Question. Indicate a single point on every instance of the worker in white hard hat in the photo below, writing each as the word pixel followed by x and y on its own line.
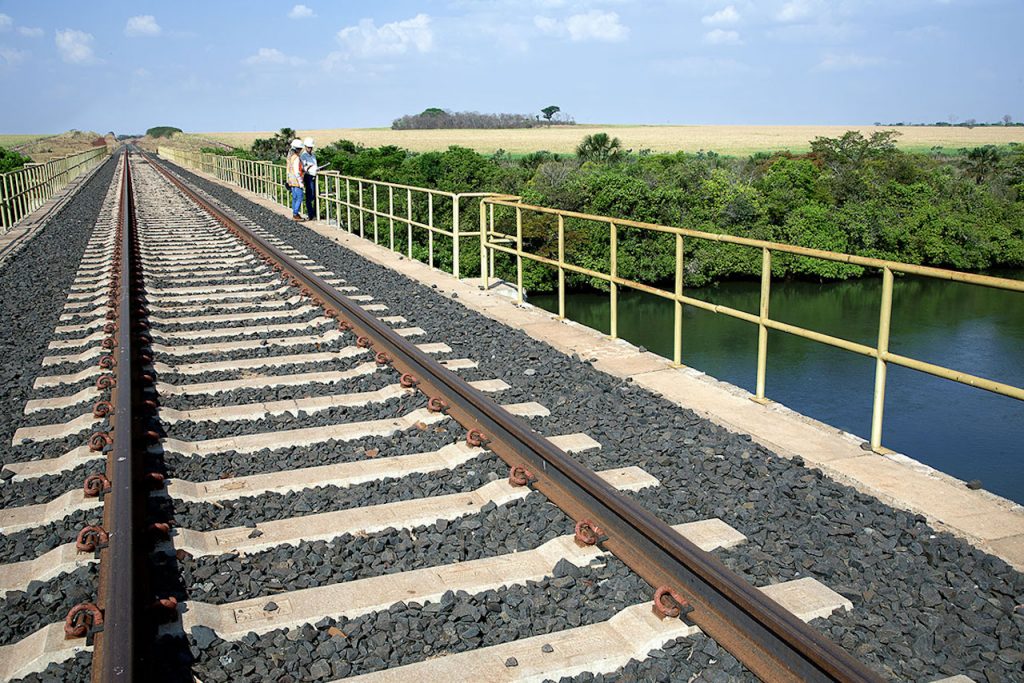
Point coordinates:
pixel 309 177
pixel 295 177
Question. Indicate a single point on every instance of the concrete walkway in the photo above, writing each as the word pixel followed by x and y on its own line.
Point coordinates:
pixel 29 226
pixel 988 521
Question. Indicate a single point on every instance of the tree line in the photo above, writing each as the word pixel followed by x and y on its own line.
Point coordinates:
pixel 437 118
pixel 851 194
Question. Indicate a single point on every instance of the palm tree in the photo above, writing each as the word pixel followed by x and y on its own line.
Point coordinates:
pixel 600 147
pixel 980 163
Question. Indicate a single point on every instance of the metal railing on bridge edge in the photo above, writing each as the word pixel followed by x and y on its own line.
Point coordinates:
pixel 267 180
pixel 25 189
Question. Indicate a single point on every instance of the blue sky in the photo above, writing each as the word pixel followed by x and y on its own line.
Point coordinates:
pixel 256 66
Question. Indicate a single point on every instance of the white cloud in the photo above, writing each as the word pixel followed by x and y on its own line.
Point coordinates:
pixel 849 61
pixel 9 56
pixel 724 15
pixel 594 25
pixel 144 25
pixel 369 40
pixel 547 25
pixel 700 67
pixel 924 33
pixel 75 46
pixel 271 56
pixel 797 10
pixel 301 12
pixel 722 37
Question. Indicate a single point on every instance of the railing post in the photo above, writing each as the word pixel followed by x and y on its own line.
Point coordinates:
pixel 348 204
pixel 430 230
pixel 375 213
pixel 518 254
pixel 409 223
pixel 455 237
pixel 4 212
pixel 561 267
pixel 483 246
pixel 316 202
pixel 762 324
pixel 677 331
pixel 361 210
pixel 885 317
pixel 337 200
pixel 390 216
pixel 491 257
pixel 613 290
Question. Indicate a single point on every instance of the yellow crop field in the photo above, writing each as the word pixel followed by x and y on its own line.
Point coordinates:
pixel 723 139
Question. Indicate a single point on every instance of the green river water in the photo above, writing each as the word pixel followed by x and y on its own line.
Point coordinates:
pixel 967 432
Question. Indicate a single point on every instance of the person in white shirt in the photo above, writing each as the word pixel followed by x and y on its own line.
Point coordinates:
pixel 309 177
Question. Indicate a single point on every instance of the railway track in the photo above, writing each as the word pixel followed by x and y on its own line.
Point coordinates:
pixel 291 471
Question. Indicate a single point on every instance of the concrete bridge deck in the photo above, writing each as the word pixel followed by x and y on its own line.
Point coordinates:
pixel 988 521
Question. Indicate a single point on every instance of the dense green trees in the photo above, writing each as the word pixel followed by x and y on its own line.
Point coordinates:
pixel 162 131
pixel 10 160
pixel 851 194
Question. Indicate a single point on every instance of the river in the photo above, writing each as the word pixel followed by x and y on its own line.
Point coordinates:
pixel 964 431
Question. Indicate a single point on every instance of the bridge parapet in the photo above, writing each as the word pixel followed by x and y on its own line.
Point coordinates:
pixel 358 205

WORK REQUIRED » Reproduce the material word for word from its first line through the line containing "pixel 256 66", including both of those lines, and leave the pictures out.

RESPONSE FOR THIS EXERCISE »
Question. Indicate a single point on every instance of the worker in white hard hat in the photo below, writing each as the word pixel followed by x and y on its own line.
Point coordinates:
pixel 309 177
pixel 295 177
Question. Indicate a single point on every instance of the concrete walkway in the photo above, writing each as the word pixel followed by x and y on its own line.
Point coordinates:
pixel 29 226
pixel 988 521
Question. Indicate a single point on every instance of the tree line in the photo above, writing each as the word pixel followed by x and y on its own line.
Point coordinates:
pixel 437 118
pixel 851 194
Question. Indicate a single point on every instance of the palm tree in the photo above, writing each as the word pixel followed by x and y on its own line.
Point coordinates:
pixel 600 147
pixel 980 163
Question. Indicate a single point on every instance of the metal railing on bridge edge in the photo above, writing each as the word pixel followed by x and y on its own line.
Point coordinates:
pixel 267 180
pixel 25 189
Question. Indicate a single point on every instance of the blue sky in the photo above, writing each as the word pixel followed by x and y on its own line.
Point coordinates:
pixel 256 66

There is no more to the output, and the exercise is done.